Study text ▸
# # # #

Does this dazzle you?
This is appalling. Both parties are to blame ... no one is saying, "We shouldn't be doing this" ... but the Republicans (the party of "conservatism") are the absolute worst. They're spending like drunken sailors in a whorehouse.
stock market windfall from the corporate tax cuts is being financed on the backs of our grandkids. That is, if there's not a fiscal crisis before then, like in Greece.
U.S. deficit soars despite good times
GOP tax cut, bipartisan spending fuel trend, which could get worse
Damian Paletta and Erica Werner, The Washington Post
WASHINGTON — The U.S. budget deficit is reaching levels that are abnormally high for a robust economy, and lawmakers from both parties are proposing ideas that would make the deficit swell even further.
The government spent $895 billion more than it brought in from taxes and other revenue sources during the past 11 months, the Congressional Budget Office said this week, a 33 percent increase from one year before.
Typically, the deficit shrinks during strong economic times, as the need for costly government support wanes and tax revenue rises. In 2000, the last time the unemployment rate was at its current level of 3.9 percent, the government ran a surplus.
The dynamic is much different now.
Corporate tax receipts fell 30 percent in the past 11 months, the CBO said, precipitated by the massive tax cuts passed by Congress last year. Spending has jumped as a result of a bipartisan agreement to shed budget caps and pour more money into both military and domestic programs.
“It’s not just irresponsible, it’s wildly irresponsible,” said retired Sen. Kent Conrad, D-N.D. “If you are seeking elective office, the hardest thing in the world is to say, ‘I’m going to raise your taxes or cut spending on popular programs.’”

# # # #

Photo-based referring expression records

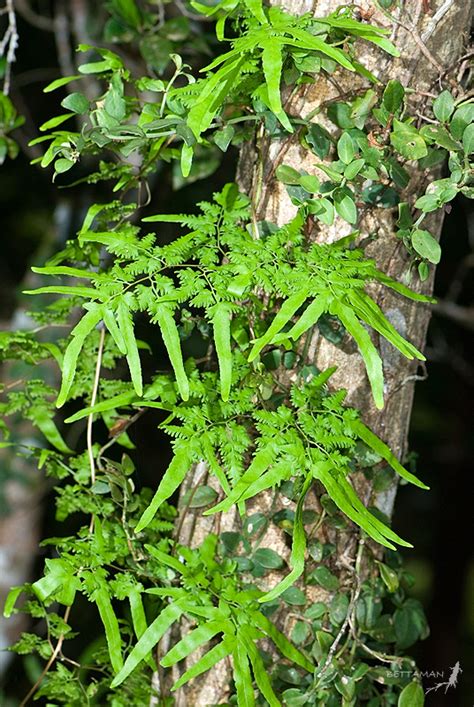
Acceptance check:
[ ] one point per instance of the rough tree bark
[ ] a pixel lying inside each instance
(431, 45)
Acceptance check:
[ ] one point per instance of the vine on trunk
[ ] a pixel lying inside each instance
(252, 293)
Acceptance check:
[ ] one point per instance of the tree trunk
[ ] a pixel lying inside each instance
(431, 45)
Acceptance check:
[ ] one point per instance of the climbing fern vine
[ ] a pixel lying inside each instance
(254, 292)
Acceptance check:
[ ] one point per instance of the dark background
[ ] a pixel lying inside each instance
(36, 216)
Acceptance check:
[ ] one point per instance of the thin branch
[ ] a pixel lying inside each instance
(436, 19)
(9, 44)
(90, 418)
(50, 662)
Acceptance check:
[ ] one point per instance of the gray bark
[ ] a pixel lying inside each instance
(431, 44)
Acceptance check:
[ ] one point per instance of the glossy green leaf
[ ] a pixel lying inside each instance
(393, 96)
(468, 139)
(58, 83)
(385, 452)
(287, 174)
(412, 695)
(10, 601)
(256, 8)
(426, 246)
(76, 102)
(443, 106)
(54, 122)
(345, 205)
(345, 148)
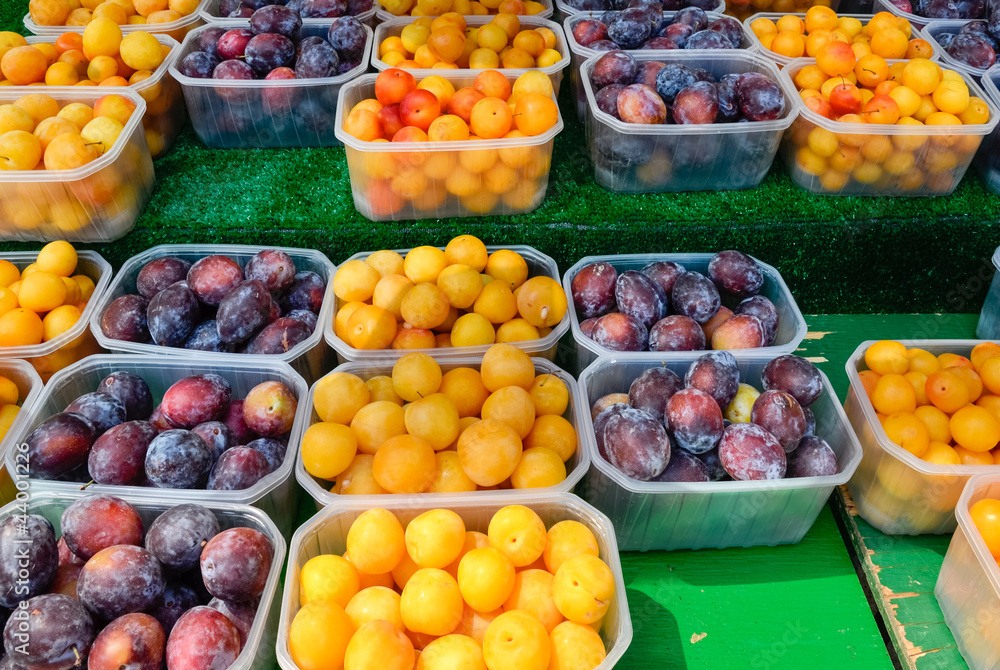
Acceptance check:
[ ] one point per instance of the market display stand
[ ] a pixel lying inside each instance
(900, 570)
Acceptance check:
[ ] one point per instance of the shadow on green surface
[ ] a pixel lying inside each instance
(656, 641)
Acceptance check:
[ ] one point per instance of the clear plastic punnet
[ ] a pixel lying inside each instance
(394, 27)
(968, 586)
(210, 14)
(446, 190)
(77, 342)
(576, 466)
(667, 516)
(582, 53)
(938, 28)
(641, 158)
(988, 327)
(29, 387)
(564, 11)
(893, 490)
(383, 15)
(987, 160)
(538, 265)
(311, 358)
(326, 533)
(791, 324)
(175, 29)
(782, 61)
(275, 494)
(98, 202)
(915, 20)
(252, 114)
(165, 112)
(258, 651)
(907, 160)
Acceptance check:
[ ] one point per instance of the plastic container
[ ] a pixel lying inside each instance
(915, 20)
(77, 342)
(782, 61)
(326, 533)
(311, 358)
(210, 14)
(564, 10)
(384, 15)
(258, 649)
(987, 159)
(791, 324)
(29, 387)
(175, 29)
(667, 516)
(968, 586)
(371, 164)
(893, 490)
(936, 161)
(394, 27)
(281, 113)
(98, 202)
(576, 466)
(545, 347)
(275, 494)
(638, 158)
(582, 53)
(988, 327)
(936, 28)
(165, 112)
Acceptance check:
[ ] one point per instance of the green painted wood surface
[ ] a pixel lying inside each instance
(901, 570)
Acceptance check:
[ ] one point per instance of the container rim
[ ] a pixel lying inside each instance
(397, 147)
(383, 355)
(308, 530)
(801, 328)
(136, 262)
(225, 367)
(253, 84)
(854, 365)
(700, 57)
(383, 15)
(569, 11)
(532, 21)
(160, 28)
(883, 129)
(208, 6)
(152, 80)
(586, 52)
(92, 93)
(278, 545)
(101, 283)
(940, 52)
(542, 366)
(784, 60)
(784, 484)
(25, 368)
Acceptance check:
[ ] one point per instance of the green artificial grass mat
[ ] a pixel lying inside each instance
(837, 254)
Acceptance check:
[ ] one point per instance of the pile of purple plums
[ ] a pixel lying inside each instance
(704, 427)
(272, 49)
(197, 437)
(645, 28)
(664, 307)
(306, 9)
(112, 593)
(949, 9)
(655, 5)
(974, 44)
(651, 92)
(215, 305)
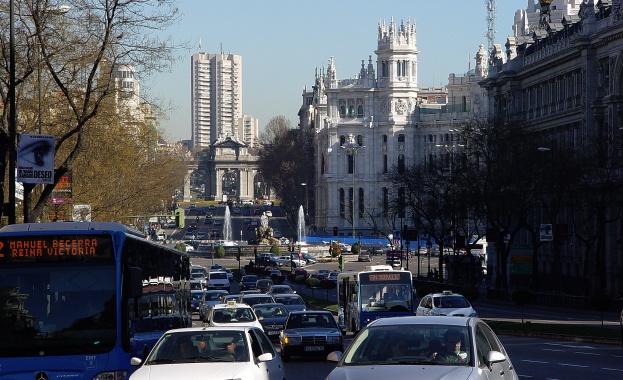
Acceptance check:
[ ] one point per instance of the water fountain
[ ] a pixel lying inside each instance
(227, 233)
(300, 226)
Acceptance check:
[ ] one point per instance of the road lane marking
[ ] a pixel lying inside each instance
(535, 361)
(569, 345)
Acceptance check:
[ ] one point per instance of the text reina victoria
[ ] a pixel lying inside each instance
(70, 247)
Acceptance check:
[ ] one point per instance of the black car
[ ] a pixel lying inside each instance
(195, 300)
(248, 282)
(263, 285)
(297, 272)
(273, 317)
(253, 299)
(310, 333)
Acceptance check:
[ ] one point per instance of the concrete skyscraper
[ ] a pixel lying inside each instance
(216, 95)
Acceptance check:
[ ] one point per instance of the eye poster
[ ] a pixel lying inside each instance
(35, 159)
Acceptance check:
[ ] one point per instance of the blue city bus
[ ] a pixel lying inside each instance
(378, 292)
(78, 300)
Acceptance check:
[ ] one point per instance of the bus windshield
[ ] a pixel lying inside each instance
(386, 297)
(57, 309)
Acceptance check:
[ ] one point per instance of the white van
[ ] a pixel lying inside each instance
(218, 280)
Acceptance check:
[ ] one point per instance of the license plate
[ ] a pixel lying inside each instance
(314, 348)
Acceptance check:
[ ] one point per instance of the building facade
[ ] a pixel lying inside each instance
(216, 97)
(378, 120)
(563, 83)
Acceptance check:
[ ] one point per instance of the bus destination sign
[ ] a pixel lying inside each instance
(375, 277)
(54, 247)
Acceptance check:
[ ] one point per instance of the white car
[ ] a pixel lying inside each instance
(232, 314)
(445, 304)
(292, 260)
(214, 352)
(424, 348)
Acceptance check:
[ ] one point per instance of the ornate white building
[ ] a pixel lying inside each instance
(378, 120)
(563, 83)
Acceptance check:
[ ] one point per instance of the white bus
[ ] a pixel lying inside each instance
(378, 292)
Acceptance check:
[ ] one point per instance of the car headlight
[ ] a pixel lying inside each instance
(334, 339)
(292, 340)
(112, 375)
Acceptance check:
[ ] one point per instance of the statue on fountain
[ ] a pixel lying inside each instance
(264, 233)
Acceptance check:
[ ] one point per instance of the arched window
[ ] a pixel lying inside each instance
(351, 163)
(361, 202)
(385, 167)
(385, 202)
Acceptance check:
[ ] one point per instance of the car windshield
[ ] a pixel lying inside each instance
(199, 347)
(290, 300)
(312, 320)
(271, 311)
(415, 344)
(450, 302)
(233, 315)
(213, 296)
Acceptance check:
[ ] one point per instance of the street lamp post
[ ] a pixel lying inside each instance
(352, 148)
(428, 248)
(306, 202)
(12, 116)
(408, 243)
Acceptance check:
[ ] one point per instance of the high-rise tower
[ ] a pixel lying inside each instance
(216, 96)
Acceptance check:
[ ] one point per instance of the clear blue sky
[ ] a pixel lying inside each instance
(282, 42)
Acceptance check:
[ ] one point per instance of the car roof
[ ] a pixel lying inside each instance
(308, 312)
(217, 291)
(240, 328)
(232, 306)
(290, 295)
(272, 304)
(423, 320)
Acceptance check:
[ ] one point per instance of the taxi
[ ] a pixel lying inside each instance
(445, 304)
(232, 314)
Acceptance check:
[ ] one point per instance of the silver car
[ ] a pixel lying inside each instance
(424, 348)
(445, 304)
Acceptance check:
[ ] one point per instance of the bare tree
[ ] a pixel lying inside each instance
(75, 55)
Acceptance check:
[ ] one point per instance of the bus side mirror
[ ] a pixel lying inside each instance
(133, 282)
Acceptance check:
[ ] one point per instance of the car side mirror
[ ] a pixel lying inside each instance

# # # #

Aim of the exercise ▸ Copy the part of the deficit text above from "stock market windfall" up to and including "swell even further.", word for word.

Task output ▸
stock market windfall from the corporate tax cuts is being financed on the backs of our grandkids. That is, if there's not a fiscal crisis before then, like in Greece.
U.S. deficit soars despite good times
GOP tax cut, bipartisan spending fuel trend, which could get worse
Damian Paletta and Erica Werner, The Washington Post
WASHINGTON — The U.S. budget deficit is reaching levels that are abnormally high for a robust economy, and lawmakers from both parties are proposing ideas that would make the deficit swell even further.